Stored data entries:
## START
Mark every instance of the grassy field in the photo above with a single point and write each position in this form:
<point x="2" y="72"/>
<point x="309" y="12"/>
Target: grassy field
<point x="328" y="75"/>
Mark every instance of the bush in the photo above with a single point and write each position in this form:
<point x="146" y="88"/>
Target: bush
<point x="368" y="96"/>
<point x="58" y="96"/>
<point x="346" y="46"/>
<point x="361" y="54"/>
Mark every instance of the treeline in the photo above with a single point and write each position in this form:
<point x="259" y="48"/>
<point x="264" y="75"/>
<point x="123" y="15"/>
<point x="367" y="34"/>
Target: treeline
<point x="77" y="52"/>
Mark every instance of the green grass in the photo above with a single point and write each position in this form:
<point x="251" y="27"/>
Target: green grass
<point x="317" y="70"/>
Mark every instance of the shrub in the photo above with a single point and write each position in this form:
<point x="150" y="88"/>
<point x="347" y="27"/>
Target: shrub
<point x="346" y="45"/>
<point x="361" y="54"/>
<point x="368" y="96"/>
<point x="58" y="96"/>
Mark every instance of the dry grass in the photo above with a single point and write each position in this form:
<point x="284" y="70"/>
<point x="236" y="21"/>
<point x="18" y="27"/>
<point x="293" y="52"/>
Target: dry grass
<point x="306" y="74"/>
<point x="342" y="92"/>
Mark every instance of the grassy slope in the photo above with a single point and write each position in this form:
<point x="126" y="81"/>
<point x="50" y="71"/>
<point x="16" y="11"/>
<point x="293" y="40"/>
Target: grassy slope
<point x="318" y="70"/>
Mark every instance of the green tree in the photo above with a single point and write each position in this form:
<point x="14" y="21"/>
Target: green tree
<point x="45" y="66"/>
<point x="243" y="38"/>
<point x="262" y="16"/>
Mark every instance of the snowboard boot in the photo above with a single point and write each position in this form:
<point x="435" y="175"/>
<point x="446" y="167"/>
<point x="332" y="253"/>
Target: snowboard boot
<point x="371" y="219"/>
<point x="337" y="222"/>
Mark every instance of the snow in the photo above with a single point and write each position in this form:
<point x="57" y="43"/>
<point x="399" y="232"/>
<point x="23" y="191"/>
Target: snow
## END
(PROBLEM DESCRIPTION)
Copy every one of the entries above, leaving each line unchanged.

(WRITTEN REPLY)
Mark every instance of the grassy field in the photo above with a single point and write each position in this form:
<point x="2" y="72"/>
<point x="309" y="12"/>
Target: grassy field
<point x="328" y="75"/>
Mark every instance of the bush in the photo above with a single point and write each position in this form:
<point x="146" y="88"/>
Target: bush
<point x="368" y="96"/>
<point x="58" y="96"/>
<point x="346" y="46"/>
<point x="361" y="54"/>
Mark every instance of the treeline in the photo above with a single point and write each position in this form:
<point x="259" y="48"/>
<point x="264" y="75"/>
<point x="123" y="15"/>
<point x="367" y="34"/>
Target: treeline
<point x="77" y="52"/>
Mark every instance of the green grass in the photo above with a single point and write each position in this form:
<point x="251" y="27"/>
Target: green grass
<point x="317" y="70"/>
Mark every instance of the shrub in the photo above with a single point and write each position in this form:
<point x="150" y="88"/>
<point x="347" y="27"/>
Target: shrub
<point x="346" y="45"/>
<point x="361" y="54"/>
<point x="368" y="96"/>
<point x="58" y="96"/>
Mark every instance of the dry grass in the photo above with a single point and write each position in this form:
<point x="284" y="70"/>
<point x="236" y="21"/>
<point x="18" y="27"/>
<point x="293" y="52"/>
Target: dry grass
<point x="306" y="74"/>
<point x="342" y="92"/>
Mark every instance of the grassy slope in the photo above with a single point and write each position in this form:
<point x="126" y="81"/>
<point x="50" y="71"/>
<point x="16" y="11"/>
<point x="293" y="40"/>
Target: grassy slope
<point x="318" y="70"/>
Mark every instance of the green tree in the photo above with a single point and write each position in this form:
<point x="14" y="21"/>
Target: green tree
<point x="45" y="66"/>
<point x="243" y="38"/>
<point x="262" y="16"/>
Mark every instance of the snowboard boot in the photo above with a single point and write each position in this form:
<point x="435" y="175"/>
<point x="446" y="167"/>
<point x="332" y="253"/>
Target: snowboard boot
<point x="371" y="219"/>
<point x="337" y="222"/>
Mark every instance of the snow in the photo above with a single point and write each position in this form:
<point x="57" y="43"/>
<point x="399" y="232"/>
<point x="23" y="191"/>
Target: snow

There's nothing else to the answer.